*** Input

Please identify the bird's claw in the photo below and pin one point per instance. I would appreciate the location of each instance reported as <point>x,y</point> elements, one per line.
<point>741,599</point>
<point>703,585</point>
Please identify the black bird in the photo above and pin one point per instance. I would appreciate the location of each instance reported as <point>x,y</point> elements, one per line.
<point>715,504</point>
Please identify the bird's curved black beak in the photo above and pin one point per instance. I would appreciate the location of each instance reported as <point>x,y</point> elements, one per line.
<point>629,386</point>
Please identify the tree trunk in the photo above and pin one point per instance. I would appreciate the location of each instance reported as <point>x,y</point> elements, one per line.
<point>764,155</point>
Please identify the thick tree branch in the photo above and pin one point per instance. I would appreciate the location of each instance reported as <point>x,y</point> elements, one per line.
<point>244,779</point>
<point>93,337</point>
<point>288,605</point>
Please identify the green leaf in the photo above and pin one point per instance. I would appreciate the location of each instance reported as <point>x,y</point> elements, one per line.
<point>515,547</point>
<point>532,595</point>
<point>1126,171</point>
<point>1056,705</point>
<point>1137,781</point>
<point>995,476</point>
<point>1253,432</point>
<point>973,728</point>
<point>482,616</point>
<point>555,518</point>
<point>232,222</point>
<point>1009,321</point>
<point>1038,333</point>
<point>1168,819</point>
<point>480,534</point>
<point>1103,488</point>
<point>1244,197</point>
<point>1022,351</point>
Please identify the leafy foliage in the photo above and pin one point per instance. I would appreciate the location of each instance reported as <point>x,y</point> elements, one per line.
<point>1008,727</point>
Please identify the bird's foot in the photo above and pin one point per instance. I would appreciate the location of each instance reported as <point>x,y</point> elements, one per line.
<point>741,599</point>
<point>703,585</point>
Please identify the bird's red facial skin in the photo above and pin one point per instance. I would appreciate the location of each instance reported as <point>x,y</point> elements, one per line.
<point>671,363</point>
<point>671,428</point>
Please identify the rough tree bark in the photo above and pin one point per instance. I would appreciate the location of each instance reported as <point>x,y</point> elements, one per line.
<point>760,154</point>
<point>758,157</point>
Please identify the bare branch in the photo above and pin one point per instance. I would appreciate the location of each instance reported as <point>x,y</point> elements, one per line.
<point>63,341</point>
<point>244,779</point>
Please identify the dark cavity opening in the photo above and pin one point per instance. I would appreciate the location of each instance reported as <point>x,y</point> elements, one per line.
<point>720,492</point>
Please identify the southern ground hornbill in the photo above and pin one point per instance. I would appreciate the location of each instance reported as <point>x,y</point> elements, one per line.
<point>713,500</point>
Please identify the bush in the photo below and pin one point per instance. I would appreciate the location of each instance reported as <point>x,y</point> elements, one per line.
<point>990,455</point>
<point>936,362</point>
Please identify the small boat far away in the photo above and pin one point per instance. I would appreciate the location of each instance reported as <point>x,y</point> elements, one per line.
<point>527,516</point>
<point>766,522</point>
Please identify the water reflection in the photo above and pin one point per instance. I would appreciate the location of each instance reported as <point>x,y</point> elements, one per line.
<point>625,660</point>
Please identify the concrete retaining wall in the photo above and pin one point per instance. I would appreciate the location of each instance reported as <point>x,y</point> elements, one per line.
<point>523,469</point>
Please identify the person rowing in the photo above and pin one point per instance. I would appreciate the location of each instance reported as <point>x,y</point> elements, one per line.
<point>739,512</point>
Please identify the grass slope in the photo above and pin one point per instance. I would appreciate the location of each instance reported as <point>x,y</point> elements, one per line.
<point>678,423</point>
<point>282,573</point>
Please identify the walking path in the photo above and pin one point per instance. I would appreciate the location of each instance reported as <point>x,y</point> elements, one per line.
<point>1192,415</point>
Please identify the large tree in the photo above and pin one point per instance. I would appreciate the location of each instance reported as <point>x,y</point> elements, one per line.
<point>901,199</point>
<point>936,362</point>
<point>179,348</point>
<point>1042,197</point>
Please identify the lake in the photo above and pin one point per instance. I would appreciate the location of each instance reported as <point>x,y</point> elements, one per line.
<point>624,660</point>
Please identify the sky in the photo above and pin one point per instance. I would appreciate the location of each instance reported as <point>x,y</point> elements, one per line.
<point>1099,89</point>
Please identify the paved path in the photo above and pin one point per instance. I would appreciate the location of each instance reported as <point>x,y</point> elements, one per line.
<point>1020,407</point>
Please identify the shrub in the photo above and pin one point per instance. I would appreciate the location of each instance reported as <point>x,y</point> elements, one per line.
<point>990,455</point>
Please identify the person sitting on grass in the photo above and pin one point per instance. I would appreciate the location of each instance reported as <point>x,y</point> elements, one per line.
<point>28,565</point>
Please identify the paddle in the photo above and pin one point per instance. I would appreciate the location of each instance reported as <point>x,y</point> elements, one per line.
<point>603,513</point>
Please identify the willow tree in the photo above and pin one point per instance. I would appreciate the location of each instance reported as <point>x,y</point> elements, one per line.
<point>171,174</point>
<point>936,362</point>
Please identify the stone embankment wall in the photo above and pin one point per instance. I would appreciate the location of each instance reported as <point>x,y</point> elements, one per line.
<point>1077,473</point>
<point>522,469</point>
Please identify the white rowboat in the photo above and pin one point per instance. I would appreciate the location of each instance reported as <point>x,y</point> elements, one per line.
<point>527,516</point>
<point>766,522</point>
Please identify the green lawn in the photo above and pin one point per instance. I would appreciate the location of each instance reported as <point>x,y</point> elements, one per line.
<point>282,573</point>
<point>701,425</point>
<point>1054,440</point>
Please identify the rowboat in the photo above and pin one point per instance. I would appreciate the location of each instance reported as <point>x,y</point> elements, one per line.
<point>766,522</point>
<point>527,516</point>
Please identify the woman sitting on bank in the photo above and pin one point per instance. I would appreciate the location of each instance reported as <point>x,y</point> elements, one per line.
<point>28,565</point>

******

### Given problem
Copy the rows above word for word, starting at the line that contains "Please identify the leafy" and ending at the line that contains "<point>720,492</point>", with both of those lines included.

### Task solution
Please identify the leafy foliage in the photo above and pin one point per instance. I would appreciate the location of each instance reported as <point>x,y</point> elements, one per line.
<point>1008,727</point>
Please identify the bird's foot in the photo above and pin one point per instance. I would appreciate the location of each instance reported as <point>x,y</point> elements, one per line.
<point>741,599</point>
<point>703,585</point>
Please identify the bird's red facial skin in the photo above and pin one point per instance. I would appreciate the location of each instance reported as <point>x,y</point> elements, one per line.
<point>671,363</point>
<point>671,428</point>
Please identify the rough tree bark in the photo above and pin one point per instance. I would appreciate the location of each instance reported as <point>x,y</point> elements, one per line.
<point>760,154</point>
<point>758,157</point>
Please identify the bare branch in the photo above and pin one point per instance. I would appreciate the location of each instance reported as <point>x,y</point> elements, one per line.
<point>63,341</point>
<point>244,779</point>
Please identify the dark cavity opening in the photo above and pin one point per instance. I would appreciate the location of each instance reported as <point>x,y</point> elements, one per line.
<point>720,492</point>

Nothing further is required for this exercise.